* [Exercise details]
Range to reproduce from the entries below: the line with "positive clicks: (4, 73)", the line with "box: [0, 357, 300, 450]", and every line in between. Give them exactly and give nothing else.

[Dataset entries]

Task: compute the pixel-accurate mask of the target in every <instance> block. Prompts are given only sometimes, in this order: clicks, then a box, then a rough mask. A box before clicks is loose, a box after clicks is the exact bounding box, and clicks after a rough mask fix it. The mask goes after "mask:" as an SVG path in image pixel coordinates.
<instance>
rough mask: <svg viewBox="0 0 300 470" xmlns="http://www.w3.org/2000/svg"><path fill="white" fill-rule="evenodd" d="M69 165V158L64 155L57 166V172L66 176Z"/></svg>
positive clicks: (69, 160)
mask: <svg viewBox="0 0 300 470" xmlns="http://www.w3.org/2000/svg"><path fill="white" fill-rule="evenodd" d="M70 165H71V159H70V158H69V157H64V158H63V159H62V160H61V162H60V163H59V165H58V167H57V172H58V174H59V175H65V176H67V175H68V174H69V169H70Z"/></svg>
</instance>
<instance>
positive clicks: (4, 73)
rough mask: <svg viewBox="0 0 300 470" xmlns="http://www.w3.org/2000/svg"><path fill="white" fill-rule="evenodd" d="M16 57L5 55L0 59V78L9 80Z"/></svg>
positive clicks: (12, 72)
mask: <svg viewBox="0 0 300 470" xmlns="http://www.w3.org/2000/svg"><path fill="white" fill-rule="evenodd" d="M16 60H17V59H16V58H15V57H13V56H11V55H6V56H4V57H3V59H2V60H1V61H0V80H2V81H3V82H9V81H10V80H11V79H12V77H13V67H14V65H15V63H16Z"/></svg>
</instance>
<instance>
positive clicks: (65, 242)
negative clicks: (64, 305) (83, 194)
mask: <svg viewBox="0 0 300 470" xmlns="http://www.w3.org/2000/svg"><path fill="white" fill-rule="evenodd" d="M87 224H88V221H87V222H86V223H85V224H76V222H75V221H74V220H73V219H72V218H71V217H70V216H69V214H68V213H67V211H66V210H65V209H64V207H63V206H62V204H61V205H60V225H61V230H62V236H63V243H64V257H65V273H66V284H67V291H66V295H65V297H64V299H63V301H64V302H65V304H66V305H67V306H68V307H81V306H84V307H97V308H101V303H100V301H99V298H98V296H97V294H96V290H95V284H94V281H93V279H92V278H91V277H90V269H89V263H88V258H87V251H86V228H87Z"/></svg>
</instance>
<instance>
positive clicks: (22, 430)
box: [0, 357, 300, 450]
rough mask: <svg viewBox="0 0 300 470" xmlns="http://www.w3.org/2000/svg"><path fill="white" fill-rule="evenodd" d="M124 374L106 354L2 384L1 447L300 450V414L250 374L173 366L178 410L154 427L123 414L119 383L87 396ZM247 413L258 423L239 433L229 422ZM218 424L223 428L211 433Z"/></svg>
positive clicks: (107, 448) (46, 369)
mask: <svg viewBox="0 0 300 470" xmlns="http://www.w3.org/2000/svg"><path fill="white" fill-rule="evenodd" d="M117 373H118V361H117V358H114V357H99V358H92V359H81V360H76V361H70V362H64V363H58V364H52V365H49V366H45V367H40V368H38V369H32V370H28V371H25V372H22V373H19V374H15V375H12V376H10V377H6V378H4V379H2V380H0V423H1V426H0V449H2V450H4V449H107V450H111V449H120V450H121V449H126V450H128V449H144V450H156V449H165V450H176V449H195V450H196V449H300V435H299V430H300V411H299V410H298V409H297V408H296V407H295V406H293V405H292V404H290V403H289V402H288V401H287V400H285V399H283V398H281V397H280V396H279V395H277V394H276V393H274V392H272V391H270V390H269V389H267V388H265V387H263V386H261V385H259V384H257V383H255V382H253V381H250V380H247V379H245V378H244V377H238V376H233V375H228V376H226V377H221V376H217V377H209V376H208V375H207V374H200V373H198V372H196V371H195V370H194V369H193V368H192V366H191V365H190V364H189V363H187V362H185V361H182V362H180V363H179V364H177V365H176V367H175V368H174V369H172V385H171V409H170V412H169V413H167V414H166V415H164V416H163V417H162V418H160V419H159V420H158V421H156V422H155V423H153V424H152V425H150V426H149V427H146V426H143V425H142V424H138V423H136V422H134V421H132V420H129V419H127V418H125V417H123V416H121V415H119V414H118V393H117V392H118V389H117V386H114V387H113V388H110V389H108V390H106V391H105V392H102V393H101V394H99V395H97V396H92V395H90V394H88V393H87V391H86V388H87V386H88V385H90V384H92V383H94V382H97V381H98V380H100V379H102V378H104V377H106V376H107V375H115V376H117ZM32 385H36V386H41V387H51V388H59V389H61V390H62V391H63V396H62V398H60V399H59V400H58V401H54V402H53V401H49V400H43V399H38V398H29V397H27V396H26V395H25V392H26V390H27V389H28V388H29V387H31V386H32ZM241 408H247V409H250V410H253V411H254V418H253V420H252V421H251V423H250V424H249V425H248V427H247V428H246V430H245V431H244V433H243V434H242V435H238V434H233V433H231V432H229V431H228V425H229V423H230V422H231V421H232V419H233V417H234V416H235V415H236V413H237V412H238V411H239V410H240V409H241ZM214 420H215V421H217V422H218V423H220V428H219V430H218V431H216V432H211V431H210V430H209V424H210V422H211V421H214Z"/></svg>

* [Solved exercise]
positive clicks: (4, 73)
rough mask: <svg viewBox="0 0 300 470" xmlns="http://www.w3.org/2000/svg"><path fill="white" fill-rule="evenodd" d="M16 57L5 55L0 59V78L9 80Z"/></svg>
positive clicks: (12, 72)
mask: <svg viewBox="0 0 300 470" xmlns="http://www.w3.org/2000/svg"><path fill="white" fill-rule="evenodd" d="M16 60H17V59H16V58H15V57H13V56H11V55H6V56H4V57H3V59H2V60H1V61H0V80H2V81H3V82H9V81H10V80H11V79H12V77H13V67H14V65H15V63H16Z"/></svg>
</instance>
<instance>
positive clicks: (65, 242)
negative clicks: (64, 305) (83, 194)
mask: <svg viewBox="0 0 300 470" xmlns="http://www.w3.org/2000/svg"><path fill="white" fill-rule="evenodd" d="M87 224H88V221H87V222H86V223H85V224H76V222H75V221H74V220H73V219H72V218H71V217H70V216H69V214H68V213H67V211H66V210H65V209H64V207H63V206H62V204H61V205H60V225H61V230H62V236H63V243H64V257H65V273H66V284H67V291H66V295H65V297H64V299H63V301H64V302H65V304H66V305H67V306H68V307H81V306H84V307H97V308H101V303H100V301H99V298H98V296H97V294H96V290H95V284H94V281H93V279H92V278H91V277H90V269H89V263H88V258H87V251H86V228H87Z"/></svg>
</instance>
<instance>
positive clicks: (22, 430)
box: [0, 357, 300, 450]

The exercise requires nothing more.